_PROVIDED INFORMATION_
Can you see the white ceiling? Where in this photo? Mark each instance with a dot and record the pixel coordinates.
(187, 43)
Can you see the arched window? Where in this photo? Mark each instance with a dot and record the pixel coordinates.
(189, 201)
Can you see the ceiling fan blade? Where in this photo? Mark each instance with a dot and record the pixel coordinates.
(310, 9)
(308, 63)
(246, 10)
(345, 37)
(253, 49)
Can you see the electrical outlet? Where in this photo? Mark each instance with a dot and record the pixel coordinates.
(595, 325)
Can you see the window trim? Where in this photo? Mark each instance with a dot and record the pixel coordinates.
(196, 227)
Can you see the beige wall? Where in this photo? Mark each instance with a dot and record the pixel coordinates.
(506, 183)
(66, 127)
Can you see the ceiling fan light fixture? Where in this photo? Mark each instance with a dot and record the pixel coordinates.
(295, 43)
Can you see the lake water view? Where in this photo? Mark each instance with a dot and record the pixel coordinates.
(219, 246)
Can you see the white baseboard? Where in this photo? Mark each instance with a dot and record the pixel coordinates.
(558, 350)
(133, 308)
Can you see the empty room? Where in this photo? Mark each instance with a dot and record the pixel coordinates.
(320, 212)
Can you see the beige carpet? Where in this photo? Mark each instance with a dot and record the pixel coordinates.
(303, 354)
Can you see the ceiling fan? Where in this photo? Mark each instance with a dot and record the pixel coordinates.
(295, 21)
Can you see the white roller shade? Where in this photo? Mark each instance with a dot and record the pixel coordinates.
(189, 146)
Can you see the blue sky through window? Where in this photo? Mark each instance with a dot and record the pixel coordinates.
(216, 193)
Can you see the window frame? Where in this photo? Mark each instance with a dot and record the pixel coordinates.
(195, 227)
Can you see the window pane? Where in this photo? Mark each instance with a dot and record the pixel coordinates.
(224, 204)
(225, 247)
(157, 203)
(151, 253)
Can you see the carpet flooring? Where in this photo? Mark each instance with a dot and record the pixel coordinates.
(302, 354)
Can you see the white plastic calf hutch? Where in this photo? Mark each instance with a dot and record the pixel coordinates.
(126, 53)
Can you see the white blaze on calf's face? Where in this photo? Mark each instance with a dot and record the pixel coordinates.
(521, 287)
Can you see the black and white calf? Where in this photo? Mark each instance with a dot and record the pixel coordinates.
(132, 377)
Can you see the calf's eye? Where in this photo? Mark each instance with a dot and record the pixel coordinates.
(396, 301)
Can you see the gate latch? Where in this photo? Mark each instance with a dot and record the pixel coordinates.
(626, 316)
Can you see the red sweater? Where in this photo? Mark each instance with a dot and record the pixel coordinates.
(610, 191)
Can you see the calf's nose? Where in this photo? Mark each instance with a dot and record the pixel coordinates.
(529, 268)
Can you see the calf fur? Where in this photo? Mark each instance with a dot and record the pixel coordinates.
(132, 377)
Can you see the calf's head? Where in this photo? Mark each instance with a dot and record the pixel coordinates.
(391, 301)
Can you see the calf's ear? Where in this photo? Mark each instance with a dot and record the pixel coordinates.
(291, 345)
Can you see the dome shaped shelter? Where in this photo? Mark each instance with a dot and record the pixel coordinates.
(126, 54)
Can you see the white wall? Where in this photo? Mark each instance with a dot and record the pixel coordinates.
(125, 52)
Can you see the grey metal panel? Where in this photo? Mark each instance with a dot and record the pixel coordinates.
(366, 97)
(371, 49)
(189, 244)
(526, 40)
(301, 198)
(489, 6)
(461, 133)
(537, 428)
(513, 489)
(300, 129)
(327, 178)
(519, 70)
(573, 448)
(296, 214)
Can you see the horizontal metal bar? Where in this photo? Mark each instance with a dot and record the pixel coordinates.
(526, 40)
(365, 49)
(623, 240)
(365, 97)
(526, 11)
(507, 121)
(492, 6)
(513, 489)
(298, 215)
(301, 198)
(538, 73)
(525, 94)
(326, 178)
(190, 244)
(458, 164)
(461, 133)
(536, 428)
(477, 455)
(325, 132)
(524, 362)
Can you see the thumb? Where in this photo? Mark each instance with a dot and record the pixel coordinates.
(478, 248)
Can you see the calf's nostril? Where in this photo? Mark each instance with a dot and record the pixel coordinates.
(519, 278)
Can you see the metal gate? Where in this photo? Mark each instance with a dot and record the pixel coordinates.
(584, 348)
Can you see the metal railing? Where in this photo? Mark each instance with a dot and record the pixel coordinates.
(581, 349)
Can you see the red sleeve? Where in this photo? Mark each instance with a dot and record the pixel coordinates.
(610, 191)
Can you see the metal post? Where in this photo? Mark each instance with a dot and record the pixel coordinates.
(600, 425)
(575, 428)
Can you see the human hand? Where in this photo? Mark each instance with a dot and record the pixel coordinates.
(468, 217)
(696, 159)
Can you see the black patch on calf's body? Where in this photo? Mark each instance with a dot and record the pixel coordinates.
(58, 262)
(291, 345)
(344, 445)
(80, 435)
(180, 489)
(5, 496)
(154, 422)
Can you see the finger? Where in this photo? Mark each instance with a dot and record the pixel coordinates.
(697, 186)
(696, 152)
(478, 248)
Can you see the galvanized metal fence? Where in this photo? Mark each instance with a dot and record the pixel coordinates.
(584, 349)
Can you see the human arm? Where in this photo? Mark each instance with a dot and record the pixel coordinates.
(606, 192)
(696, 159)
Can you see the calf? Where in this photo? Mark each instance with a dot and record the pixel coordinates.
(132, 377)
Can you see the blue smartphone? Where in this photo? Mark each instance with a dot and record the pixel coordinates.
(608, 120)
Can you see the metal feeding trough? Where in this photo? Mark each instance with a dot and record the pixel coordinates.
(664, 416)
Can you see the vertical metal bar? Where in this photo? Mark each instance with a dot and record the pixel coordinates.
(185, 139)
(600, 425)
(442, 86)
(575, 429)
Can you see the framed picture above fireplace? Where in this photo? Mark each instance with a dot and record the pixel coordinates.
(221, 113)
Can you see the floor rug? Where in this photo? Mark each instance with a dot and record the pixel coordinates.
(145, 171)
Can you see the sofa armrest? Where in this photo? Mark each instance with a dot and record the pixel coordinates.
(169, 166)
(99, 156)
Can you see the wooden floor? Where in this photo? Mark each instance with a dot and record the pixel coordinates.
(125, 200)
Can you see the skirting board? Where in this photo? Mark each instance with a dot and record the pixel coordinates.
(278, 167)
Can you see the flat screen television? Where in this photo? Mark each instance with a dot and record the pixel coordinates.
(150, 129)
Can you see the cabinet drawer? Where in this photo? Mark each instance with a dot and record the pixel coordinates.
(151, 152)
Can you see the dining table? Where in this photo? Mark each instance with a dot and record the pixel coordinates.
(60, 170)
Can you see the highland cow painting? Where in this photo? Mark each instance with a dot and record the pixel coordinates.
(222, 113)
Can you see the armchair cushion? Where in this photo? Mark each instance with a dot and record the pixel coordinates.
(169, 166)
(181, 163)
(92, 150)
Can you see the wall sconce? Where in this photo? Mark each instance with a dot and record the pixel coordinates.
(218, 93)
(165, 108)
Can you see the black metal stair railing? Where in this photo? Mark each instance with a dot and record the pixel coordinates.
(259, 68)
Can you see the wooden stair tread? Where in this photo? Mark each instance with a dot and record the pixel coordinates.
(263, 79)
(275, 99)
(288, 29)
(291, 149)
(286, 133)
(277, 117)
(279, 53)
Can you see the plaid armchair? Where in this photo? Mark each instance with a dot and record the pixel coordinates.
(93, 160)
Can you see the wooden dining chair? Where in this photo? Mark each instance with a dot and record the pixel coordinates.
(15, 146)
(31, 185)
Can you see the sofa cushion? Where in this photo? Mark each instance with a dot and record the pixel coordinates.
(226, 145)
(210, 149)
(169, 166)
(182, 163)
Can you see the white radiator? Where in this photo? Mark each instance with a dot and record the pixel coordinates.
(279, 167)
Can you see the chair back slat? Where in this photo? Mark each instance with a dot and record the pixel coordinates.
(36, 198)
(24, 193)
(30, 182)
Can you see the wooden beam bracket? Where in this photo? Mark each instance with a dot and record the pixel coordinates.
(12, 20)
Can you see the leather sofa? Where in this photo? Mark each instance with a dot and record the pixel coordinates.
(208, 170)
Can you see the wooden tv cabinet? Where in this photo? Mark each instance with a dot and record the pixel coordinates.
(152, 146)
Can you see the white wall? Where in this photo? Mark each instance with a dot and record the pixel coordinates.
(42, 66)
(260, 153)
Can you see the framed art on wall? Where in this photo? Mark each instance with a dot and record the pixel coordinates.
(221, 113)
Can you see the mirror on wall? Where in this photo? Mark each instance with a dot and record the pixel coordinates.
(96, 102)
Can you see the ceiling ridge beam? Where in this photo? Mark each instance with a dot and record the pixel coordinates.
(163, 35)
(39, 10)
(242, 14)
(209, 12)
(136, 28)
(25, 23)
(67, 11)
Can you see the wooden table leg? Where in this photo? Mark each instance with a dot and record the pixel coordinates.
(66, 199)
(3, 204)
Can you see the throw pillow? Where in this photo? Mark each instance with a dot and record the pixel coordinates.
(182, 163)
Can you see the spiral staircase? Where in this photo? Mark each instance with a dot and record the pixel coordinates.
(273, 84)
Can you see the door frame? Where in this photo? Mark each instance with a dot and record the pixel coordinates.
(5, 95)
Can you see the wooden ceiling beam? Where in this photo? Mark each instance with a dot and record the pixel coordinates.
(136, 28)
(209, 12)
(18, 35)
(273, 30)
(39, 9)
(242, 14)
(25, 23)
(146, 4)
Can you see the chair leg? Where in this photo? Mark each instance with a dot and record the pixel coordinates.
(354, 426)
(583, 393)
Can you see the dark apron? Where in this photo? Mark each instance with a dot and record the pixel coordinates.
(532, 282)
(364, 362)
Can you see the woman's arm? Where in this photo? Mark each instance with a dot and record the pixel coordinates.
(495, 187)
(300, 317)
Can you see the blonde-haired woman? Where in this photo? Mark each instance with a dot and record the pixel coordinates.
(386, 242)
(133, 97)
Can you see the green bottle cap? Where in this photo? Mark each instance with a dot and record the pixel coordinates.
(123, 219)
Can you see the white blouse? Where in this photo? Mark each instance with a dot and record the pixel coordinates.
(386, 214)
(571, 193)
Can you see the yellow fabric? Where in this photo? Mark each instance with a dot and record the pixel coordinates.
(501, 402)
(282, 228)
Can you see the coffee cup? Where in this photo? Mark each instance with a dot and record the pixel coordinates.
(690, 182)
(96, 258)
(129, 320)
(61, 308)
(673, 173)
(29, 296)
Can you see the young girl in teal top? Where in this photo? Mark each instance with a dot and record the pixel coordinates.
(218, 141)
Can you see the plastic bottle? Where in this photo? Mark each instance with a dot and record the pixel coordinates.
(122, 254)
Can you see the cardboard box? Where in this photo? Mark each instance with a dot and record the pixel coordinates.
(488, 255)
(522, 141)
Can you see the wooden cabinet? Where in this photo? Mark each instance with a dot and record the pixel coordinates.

_SET EXERCISE_
Lines from the one containing "Can you see the spiral" through the final line are to be given again verbatim, with nothing before or after.

_RESPONSE TO THE EXERCISE_
Can you see the spiral staircase? Where in this photo? Mark each instance with a dot and record the pixel coordinates.
(273, 84)
Can you see the door frame? Where in this photo? Mark each instance with a dot and record the pixel coordinates.
(5, 95)
Can you see the wooden ceiling beam? Where in this photo? Mark each instance with a dot and record the pixel coordinates.
(136, 28)
(209, 12)
(18, 35)
(273, 30)
(39, 9)
(242, 14)
(25, 23)
(146, 4)
Can you see the chair leg? Where in this photo? Mark each instance with a dot and record the pixel coordinates.
(354, 426)
(583, 393)
Can you see the dark apron? Where in this photo? Mark each instance with a dot and record the pixel coordinates.
(532, 282)
(364, 362)
Can you see the woman's arm? Where in this photo? Mark each instance with a dot and record the pixel coordinates.
(495, 187)
(300, 317)
Can you see the blonde-haired woman? Where in this photo? Mark each instance with a dot and record the pixel coordinates.
(386, 242)
(133, 97)
Can you see the green bottle cap? Where in this photo? Mark each instance with a dot and record the pixel coordinates.
(123, 219)
Can you see the white blouse? Where in this photo? Mark each instance with a dot and record the pixel coordinates.
(386, 214)
(571, 193)
Can you see the yellow fabric? Where in this photo? Mark each instance with a dot and record the pixel coordinates.
(501, 402)
(282, 228)
Can you see the coffee cup? Where in this photo? Mark each instance with a dot and record the pixel coordinates.
(690, 182)
(96, 258)
(129, 320)
(61, 308)
(673, 173)
(29, 296)
Can you see the young girl in teal top? Where in this photo? Mark each instance with a dot and record the pixel coordinates.
(218, 141)
Can you see the plastic bottle? Where in this photo? Mark each instance with a dot and record the pixel coordinates.
(122, 254)
Can you see the cardboard box? Where in this photo? Mark each instance with a dot and record the pixel coordinates.
(488, 255)
(522, 141)
Can you see the wooden cabinet? Where in this photo? Mark each instance with a dot and record the pixel coordinates.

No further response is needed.